_ASSIGNMENT_
The expected answer is the complete listing, reproduced character for character.

_DATA_
*** Begin section ***

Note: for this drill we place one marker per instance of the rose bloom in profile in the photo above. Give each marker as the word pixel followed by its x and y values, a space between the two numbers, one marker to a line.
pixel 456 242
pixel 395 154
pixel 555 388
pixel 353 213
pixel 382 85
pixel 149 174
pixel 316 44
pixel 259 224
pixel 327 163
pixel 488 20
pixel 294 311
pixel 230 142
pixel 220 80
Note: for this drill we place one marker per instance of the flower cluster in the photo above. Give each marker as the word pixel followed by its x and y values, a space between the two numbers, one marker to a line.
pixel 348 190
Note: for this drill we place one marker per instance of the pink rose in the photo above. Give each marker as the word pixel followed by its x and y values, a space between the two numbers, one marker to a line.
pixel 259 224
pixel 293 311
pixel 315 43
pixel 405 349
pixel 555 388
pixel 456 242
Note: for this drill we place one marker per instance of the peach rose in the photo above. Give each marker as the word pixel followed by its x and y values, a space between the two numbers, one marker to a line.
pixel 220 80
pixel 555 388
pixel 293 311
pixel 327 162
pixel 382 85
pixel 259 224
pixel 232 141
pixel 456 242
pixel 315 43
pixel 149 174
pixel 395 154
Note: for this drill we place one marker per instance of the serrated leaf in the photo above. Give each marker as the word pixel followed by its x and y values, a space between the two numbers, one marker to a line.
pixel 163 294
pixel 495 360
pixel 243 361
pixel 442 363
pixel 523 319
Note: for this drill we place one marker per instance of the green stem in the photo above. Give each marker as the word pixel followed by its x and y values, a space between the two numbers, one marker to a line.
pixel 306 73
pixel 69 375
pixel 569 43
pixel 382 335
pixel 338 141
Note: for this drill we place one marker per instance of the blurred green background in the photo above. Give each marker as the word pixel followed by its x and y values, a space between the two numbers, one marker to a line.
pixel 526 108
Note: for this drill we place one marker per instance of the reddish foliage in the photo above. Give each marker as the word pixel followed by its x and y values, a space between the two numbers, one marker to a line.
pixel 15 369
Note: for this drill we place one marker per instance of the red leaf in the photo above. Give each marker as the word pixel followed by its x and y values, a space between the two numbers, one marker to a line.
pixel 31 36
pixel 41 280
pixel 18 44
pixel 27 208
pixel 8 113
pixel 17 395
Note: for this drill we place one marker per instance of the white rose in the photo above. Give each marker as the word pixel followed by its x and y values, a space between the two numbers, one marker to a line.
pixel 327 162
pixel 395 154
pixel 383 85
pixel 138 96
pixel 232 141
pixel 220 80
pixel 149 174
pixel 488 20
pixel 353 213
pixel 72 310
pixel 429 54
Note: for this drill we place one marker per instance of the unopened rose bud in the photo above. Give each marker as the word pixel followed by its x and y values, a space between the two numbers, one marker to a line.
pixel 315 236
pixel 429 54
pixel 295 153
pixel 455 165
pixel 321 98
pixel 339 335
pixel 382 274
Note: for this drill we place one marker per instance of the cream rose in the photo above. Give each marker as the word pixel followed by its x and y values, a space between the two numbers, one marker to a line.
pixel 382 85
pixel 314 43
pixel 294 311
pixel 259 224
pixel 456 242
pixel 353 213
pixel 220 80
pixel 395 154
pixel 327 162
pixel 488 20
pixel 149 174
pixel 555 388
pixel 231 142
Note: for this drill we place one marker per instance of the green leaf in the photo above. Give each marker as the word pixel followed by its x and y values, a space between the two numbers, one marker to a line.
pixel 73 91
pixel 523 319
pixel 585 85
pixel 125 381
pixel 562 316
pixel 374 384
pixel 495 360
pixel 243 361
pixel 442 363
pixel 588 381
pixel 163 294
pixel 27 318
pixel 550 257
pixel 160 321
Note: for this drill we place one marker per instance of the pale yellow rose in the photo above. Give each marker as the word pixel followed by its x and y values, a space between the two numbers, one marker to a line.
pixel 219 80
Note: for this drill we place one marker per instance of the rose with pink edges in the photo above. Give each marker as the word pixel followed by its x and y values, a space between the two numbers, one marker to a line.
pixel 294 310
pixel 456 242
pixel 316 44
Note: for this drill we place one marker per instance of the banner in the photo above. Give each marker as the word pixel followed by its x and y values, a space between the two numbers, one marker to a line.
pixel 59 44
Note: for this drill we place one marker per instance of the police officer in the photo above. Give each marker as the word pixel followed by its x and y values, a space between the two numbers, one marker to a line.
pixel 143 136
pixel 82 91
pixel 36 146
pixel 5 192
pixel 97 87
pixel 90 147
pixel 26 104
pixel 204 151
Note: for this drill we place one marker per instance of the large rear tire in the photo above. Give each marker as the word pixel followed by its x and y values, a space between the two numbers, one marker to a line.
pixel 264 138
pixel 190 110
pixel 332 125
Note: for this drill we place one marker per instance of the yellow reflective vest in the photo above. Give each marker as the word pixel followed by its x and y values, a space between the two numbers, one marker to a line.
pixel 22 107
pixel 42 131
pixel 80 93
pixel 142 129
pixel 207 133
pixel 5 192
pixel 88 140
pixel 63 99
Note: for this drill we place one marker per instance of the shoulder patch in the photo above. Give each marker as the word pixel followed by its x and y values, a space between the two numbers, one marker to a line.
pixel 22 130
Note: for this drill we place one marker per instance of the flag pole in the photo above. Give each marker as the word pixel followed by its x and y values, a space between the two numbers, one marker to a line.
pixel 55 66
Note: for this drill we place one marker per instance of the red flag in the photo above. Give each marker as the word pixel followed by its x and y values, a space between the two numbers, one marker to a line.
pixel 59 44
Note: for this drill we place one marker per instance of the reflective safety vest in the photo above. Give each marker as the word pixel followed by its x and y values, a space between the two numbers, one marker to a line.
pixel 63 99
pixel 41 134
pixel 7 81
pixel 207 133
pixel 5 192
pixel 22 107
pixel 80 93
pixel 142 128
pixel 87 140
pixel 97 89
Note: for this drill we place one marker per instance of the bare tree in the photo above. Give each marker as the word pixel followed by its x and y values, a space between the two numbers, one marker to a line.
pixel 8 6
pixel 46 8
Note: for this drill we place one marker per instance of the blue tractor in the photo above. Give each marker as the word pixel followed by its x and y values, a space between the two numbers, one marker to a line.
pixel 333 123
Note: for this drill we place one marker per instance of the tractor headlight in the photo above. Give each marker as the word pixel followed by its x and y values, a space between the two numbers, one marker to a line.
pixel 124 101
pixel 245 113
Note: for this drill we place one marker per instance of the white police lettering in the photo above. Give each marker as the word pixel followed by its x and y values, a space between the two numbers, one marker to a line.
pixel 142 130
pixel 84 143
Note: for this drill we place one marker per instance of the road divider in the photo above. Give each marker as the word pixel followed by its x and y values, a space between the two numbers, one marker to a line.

*** End section ***

_RESULT OF THIS EXERCISE_
Note: for this drill we place one marker per instance of the rose bloom in profile in the photo above. Give each marker as the word pixel followed by its x and y values, a space between the two numbers, one marker to a line.
pixel 456 242
pixel 395 154
pixel 555 388
pixel 353 213
pixel 382 85
pixel 149 174
pixel 316 44
pixel 259 224
pixel 327 163
pixel 488 20
pixel 294 311
pixel 230 142
pixel 220 80
Note: for this drill we place one marker per instance of the flower cluster in the photo above. Give each marker as the word pixel followed by its x and y values, a space between the two numbers, one marker to a line.
pixel 348 190
Note: for this drill we place one marker per instance of the pink rose in the photo above. Give each marker as the word pixel followed by its x and y values, a space between the two numbers, one marker to a line.
pixel 259 224
pixel 293 311
pixel 315 43
pixel 405 349
pixel 555 388
pixel 456 242
Note: for this drill we place one marker per instance of the peach rose in the photo above. Give each marker as the word pixel followed by its x and y values, a space between the two numbers, one marker to a line.
pixel 220 80
pixel 555 388
pixel 293 311
pixel 327 162
pixel 382 85
pixel 259 224
pixel 232 141
pixel 456 242
pixel 315 43
pixel 149 174
pixel 395 154
Note: for this drill we place one marker per instance of the serrated leaf in the photo above. Give each marker as the word pixel followed by its x and y values, a space between the two numbers, one marker to a line.
pixel 163 294
pixel 495 360
pixel 243 361
pixel 442 363
pixel 523 319
Note: for this drill we place one marker per instance of the green stem in the photo above. Give each marker as the word pixel followed by its x and y values, a space between the two numbers, one marker to a line.
pixel 306 73
pixel 69 375
pixel 569 43
pixel 382 335
pixel 338 141
Note: for this drill we place one marker per instance of the blurred green background in the photo above. Give each marker as the word pixel followed by its x and y values, a space between the two numbers, one marker to a line.
pixel 526 108
Note: for this drill we place one marker per instance of the reddish foliage in the photo above. Give each marker as the word pixel followed by its x and y values, a space between the two numbers, one marker to a line.
pixel 15 369
Note: for this drill we place one marker per instance of the red leaf in the photo above. Give each marker as the word pixel followed by its x and y values, a space between the two numbers, one marker to a line.
pixel 31 36
pixel 41 280
pixel 18 44
pixel 27 208
pixel 8 113
pixel 17 395
Note: for this drill we place one marker per instance of the white rose in the photo above. Give each marker as the word pixel followed by its x and y values, a space between the two numbers, one marker to a line.
pixel 327 162
pixel 395 154
pixel 383 85
pixel 138 96
pixel 232 141
pixel 220 80
pixel 149 174
pixel 488 20
pixel 353 213
pixel 72 310
pixel 429 54
Note: for this drill we place one marker per instance of the unopened rose bud in the photo above. Give each marker as the word pixel followed by its x and y values, a space between the two numbers, one marker to a line.
pixel 315 236
pixel 429 54
pixel 295 153
pixel 455 165
pixel 321 98
pixel 339 335
pixel 382 274
Note: for this drill we place one marker per instance of the cream rose in the photo above. Give each marker as the word pixel followed by its x and y values, a space between the two numbers, one marker to a line.
pixel 382 85
pixel 314 43
pixel 294 311
pixel 259 224
pixel 456 242
pixel 353 213
pixel 220 80
pixel 395 154
pixel 327 162
pixel 488 20
pixel 149 174
pixel 555 388
pixel 231 142
Note: for this drill we place one marker per instance of the green leaf in the photo above. Give each marker as the word pixel followed by its x and y values, a space between the two numbers, one marker to a line.
pixel 73 91
pixel 523 319
pixel 585 85
pixel 125 381
pixel 562 316
pixel 374 384
pixel 495 360
pixel 243 361
pixel 442 363
pixel 588 381
pixel 163 294
pixel 27 318
pixel 550 257
pixel 160 321
Note: for this drill we place one marker per instance of the pale yellow rose in the photo above. Give each marker as the word pixel followed by its x and y values, a space between the two numbers, one marker to a line.
pixel 219 80
Note: for this drill we place one marker per instance of the rose with pink edges in the photo above. Give each marker as the word pixel followed by its x and y values, a space between the two numbers, one marker to a line.
pixel 294 310
pixel 456 242
pixel 316 44
Note: for this drill we place one marker per instance of the banner in the photo above. Give each marker as the word pixel followed by its x and y values, a space between the two numbers, one marker to a line.
pixel 59 44
Note: for this drill we place one marker per instance of the police officer in the photo above. Give each marker as the word pixel followed by its x and y values, a space between the two numbers, one marker to a line.
pixel 143 136
pixel 82 91
pixel 36 146
pixel 5 192
pixel 97 87
pixel 90 147
pixel 26 104
pixel 204 151
Note: for this drill we place one marker per instance of the large rear tire in the photo above. Give each marker as the word pixel followed by its x and y values, a space between the two numbers, one marker to a line.
pixel 264 138
pixel 190 110
pixel 332 125
Note: for this drill we place one marker per instance of the yellow reflective vest in the photo above. Give each marker as the word pixel followed by its x and y values, a space between the two numbers, one marker to a line.
pixel 22 107
pixel 42 131
pixel 80 93
pixel 142 129
pixel 207 133
pixel 5 192
pixel 88 140
pixel 63 99
Note: for this drill we place one marker per instance of the shoulder patch in the photo above. Give each marker as the word pixel followed by its x and y values, a space between the two numbers, one marker to a line.
pixel 22 130
Note: for this drill we place one marker per instance of the flag pole in the photo above. Give each marker as the word pixel followed by its x and y values, a space between the two numbers, one marker to a line.
pixel 55 66
Note: for this drill we place one marker per instance of the red flag in the photo above. Give each marker as the word pixel followed by its x and y values, a space between the two numbers, one marker to a line.
pixel 59 44
Note: for this drill we place one marker per instance of the reflective safety vest in the photo above. Give each marker as the word pixel followed by its x and y values, a space between the two numbers, one marker to a line.
pixel 63 99
pixel 41 134
pixel 7 81
pixel 207 133
pixel 5 192
pixel 22 107
pixel 80 93
pixel 142 128
pixel 87 140
pixel 97 89
Note: for this drill we place one marker per instance of the bare tree in the photo above. Give each marker as the word pixel followed by its x and y values, a space between the two numbers, one marker to a line.
pixel 8 6
pixel 46 8
Note: for this drill we place one marker per instance of the blue tractor in the photo above. Give each marker as the word pixel followed by its x and y values, a space between the two numbers, one marker to a line.
pixel 333 123
Note: for this drill we place one marker per instance of the tractor headlight in the photo above. Give each marker as the word pixel followed by its x and y values, a space between the two numbers, one marker to a line.
pixel 124 101
pixel 245 113
Note: for this drill we place one marker per instance of the white police lettering in the photo above. Give each marker as the word pixel followed by its x and y values, a space between the two numbers, one marker to a line.
pixel 142 130
pixel 84 143
Note: for this drill we place one marker per instance of the road divider in the photo above. Give each marker as the word pixel followed by its x and y values, a space between the two numbers, one marker to a line.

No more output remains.